ARTICLE
Affinity on Cray XC40

Introduction

Each KNL node on Theta has 32 tiles, each with 2 physical cores. Each physical core has 4 hardware threads, for a total of 64 physical cores and 256 hardware threads per KNL node. When a parallel job is run, the job must have some way of mapping specific ranks or threads to each of the 256 hardware threads. Mapping is typically done by an “affinity mask”, which assigns hardware threads to each MPI rank or thread to use.

A visual representation of two tiles in a KNL is shown below. Each tile is represented by a large white rectange. The two large grey squares in each tile represent the physical cores. Inside of each core are four hardware threads, represented by splitting the grey box into four quadrants. The numbers inside the quadrants identify the specific hardware threads in the core. That is, hardware threads 0, 64, 128, and 192 are the 4 hardware threads on the first physical core. Hardware threads 1, 65, 129, and 193 are the 4 hardware threads that share the second physical core. Since there are 256 hardware threads (or logical cores), the numbers run from 0 to 255. For i from 0 to 63, hardware threads i, i+64, i+64*2, and i+64*3 share a physical core.

 

Using the -j, -d, and --cc arguments to aprun and environment variables, MPI ranks and threads can be assigned to run on specific hardware threads. For more information about the flags to aprun, see Running Jobs on XC40. Four examples of using aprun are given below followed by descriptions of two methods for displaying the mapping produced.

 

Note that logical core and hardware thread are used interchangeably below.

Examples of Thread Affinity

The following four examples show how the -j and -d aprun arguments can affect where the MPI ranks and OpenMP threads are mapped.

Example 1: 2 nodes, 64 ranks/node, 1 thread/rank, 1 rank/core

The example below shows the affinity flags in aprun to map MPI ranks to separate physical cores for an MPI-only job.

aprun -n 128 -N 64 -d 1 -j 1 --cc depth <app> <app_args>
  • The "-n 128" argument says to use 128 MPI ranks in total and "-N 64" places 64 ranks per node.
  • The "-d 1" argument says to use 1 hardware thread for each MPI rank.
  • The "-j 1" argument says to use only one hardware thread per physical core.

SUPPLIED DATA

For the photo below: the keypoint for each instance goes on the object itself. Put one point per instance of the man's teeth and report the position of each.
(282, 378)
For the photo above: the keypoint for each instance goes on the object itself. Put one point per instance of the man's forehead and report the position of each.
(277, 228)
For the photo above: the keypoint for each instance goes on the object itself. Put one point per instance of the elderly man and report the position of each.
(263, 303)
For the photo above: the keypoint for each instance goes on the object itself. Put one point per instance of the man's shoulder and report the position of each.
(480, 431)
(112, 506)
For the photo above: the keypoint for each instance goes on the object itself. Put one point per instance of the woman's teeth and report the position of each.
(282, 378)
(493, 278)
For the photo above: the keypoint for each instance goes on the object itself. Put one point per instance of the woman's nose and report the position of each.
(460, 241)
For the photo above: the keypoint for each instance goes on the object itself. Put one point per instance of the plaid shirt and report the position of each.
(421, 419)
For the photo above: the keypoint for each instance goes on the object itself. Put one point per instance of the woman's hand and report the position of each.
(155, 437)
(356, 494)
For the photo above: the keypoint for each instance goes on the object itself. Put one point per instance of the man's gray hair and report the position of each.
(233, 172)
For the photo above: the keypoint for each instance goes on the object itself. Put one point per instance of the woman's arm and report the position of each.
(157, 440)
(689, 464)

SHORT PROBLEM
Output the passage of the thread affinity text from "Note that logical" up to and including "ranks per node.", copied verbatim. These entries were taken from a different source than the text.

WRITTEN SOLUTION
Note that logical core and hardware thread are used interchangeably below.

Examples of Thread Affinity

The following four examples show how the -j and -d aprun arguments can affect where the MPI ranks and OpenMP threads are mapped.

Example 1: 2 nodes, 64 ranks/node, 1 thread/rank, 1 rank/core

The example below shows the affinity flags in aprun to map MPI ranks to separate physical cores for an MPI-only job.

aprun -n 128 -N 64 -d 1 -j 1 --cc depth <app> <app_args>
  • The "-n 128" argument says to use 128 MPI ranks in total and "-N 64" places 64 ranks per node.